◆ **Job**
Reproduce the listing below without any change.

* start *

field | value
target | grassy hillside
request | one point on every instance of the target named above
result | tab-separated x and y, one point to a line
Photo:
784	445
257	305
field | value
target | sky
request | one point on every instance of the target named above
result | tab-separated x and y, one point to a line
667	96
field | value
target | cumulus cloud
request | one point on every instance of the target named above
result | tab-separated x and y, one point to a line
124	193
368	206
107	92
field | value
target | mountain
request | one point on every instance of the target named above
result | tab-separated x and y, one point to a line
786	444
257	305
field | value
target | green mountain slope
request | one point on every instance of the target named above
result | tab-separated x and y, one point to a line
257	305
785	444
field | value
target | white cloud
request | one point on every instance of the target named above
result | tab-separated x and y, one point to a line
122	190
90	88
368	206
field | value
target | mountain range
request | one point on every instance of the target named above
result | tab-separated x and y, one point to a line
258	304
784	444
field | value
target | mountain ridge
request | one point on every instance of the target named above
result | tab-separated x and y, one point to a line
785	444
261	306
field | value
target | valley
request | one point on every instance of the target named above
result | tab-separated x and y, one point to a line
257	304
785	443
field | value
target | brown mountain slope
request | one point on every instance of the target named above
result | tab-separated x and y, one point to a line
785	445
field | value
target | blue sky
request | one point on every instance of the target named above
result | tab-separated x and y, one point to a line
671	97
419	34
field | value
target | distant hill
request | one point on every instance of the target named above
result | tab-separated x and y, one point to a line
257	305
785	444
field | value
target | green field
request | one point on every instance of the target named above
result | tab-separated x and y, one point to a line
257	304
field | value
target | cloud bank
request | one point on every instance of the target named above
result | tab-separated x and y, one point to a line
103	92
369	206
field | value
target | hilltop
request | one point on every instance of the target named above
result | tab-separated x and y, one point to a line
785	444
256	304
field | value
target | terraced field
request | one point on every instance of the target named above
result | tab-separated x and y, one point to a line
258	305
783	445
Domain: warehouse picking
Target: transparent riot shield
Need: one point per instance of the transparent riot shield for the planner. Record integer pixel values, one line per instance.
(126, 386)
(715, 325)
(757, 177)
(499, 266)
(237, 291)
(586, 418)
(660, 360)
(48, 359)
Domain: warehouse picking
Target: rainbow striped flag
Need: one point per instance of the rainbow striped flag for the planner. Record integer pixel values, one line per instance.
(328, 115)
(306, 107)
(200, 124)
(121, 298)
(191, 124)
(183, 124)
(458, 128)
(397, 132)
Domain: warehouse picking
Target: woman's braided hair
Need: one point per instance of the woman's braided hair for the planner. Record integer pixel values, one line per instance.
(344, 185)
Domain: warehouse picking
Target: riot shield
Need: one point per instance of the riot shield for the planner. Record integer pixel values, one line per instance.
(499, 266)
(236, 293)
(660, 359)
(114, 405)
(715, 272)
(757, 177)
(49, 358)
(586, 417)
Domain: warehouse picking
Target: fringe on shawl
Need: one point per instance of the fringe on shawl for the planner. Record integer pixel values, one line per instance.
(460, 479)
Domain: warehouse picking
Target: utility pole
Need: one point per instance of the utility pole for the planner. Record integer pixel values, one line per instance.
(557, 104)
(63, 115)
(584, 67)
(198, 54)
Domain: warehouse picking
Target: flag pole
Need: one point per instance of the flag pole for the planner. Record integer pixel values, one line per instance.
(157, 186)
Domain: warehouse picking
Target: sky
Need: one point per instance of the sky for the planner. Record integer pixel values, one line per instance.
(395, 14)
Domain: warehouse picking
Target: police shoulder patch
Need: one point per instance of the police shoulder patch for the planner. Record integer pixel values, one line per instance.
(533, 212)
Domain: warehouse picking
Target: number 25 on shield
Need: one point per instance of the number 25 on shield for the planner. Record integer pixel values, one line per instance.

* end *

◆ **Task output**
field | value
target | grassy hillside
request | one point on every instance of the target named above
result | tab-separated x and y, one point to a line
Photo:
784	445
257	305
field | value
target | sky
request | one point on every instance of the target named above
result | tab-separated x and y, one point to a line
667	96
field | value
target | cumulus cloud
request | one point on every instance of the target named above
result | tab-separated x and y, one point to a line
124	193
368	206
107	92
field | value
target | mountain
request | one point on every instance of the target named above
result | tab-separated x and y, one point to a line
786	444
257	305
field | value
target | green mountain slope
request | one point on every instance of the target named above
result | tab-separated x and y, one point to a line
257	305
785	444
field | value
target | white cloud
request | one point on every instance of the target named above
result | tab-separated x and y, one point to a line
122	190
90	88
368	206
field | value
target | mountain range
request | one point on every instance of the target named above
result | tab-separated x and y, one point to a line
258	304
784	444
field | value
target | mountain ridge
request | one point on every instance of the target named above
result | tab-separated x and y, one point to a line
785	444
261	306
field | value
target | valley
request | one point on every instance of the target named above
result | tab-separated x and y, one point to a line
257	304
785	443
field | value
target | brown mountain slope
request | one point on every instance of the target named above
result | tab-separated x and y, one point to a line
785	445
field | value
target | blue sky
request | one point on every instance of the target named above
result | tab-separated x and y, one point to a line
671	97
419	34
field | value
target | distant hill
request | one point on every instance of the target named above
result | tab-separated x and y, one point to a line
257	305
785	444
field | value
target | green field
request | one point on every instance of the target named above
result | tab-separated x and y, one point to a line
257	304
field | value
target | cloud bank
request | one point on every instance of the target named above
result | tab-separated x and y, one point to a line
103	92
369	206
field | value
target | hilltop
request | one point on every instance of the target named above
result | tab-separated x and y, one point to a line
785	444
256	304
field | value
target | terraced field
request | one point on every instance of the target named above
result | tab-separated x and y, one point to a line
258	305
783	445
Domain: warehouse picking
Target: transparent riot shield
Need: one point per instance of the transparent riot shield for the planner. Record integer pixel values, one line per instance.
(126, 386)
(715, 325)
(757, 177)
(499, 266)
(237, 291)
(586, 418)
(660, 360)
(48, 359)
Domain: warehouse picking
Target: rainbow striped flag
Need: one point per instance of the rainbow striped flag for the planner. Record integer pixel values, one line per instance.
(328, 115)
(306, 107)
(200, 124)
(121, 298)
(191, 124)
(183, 124)
(458, 128)
(397, 132)
Domain: warehouse picking
Target: woman's braided hair
Need: one point per instance of the woman's braided hair for the planner. Record integer pixel values, one line per instance.
(344, 185)
Domain: warehouse picking
Target: riot shield
Need: one point per instance of the riot shield for the planner. Record integer pixel values, one line per instance.
(499, 266)
(236, 293)
(660, 359)
(114, 405)
(715, 272)
(757, 177)
(49, 358)
(586, 417)
Domain: warehouse picking
Target: fringe on shawl
Need: one point per instance of the fringe on shawl for the planner. Record integer pixel values, one line per instance.
(460, 479)
Domain: warehouse picking
Target: utility pole
Need: one point per instance of the utility pole for the planner. Record integer pixel values, one line per instance.
(557, 104)
(63, 115)
(584, 67)
(198, 54)
Domain: warehouse picking
Target: flag pole
Need: one point per instance of the flag pole for the planner. Record integer pixel values, one line per instance.
(157, 186)
Domain: warehouse picking
Target: sky
Need: one point per instance of the sky for the planner. Record integer pixel values, one line per instance.
(395, 14)
Domain: warehouse picking
Target: police shoulder patch
Need: one point per instance of the police shoulder patch for the planner. Record integer pixel values, one line per instance.
(533, 212)
Domain: warehouse picking
Target: number 25 on shield
Need: one point per instance of the number 25 on shield for the planner. Record integer pixel values, one line per instance.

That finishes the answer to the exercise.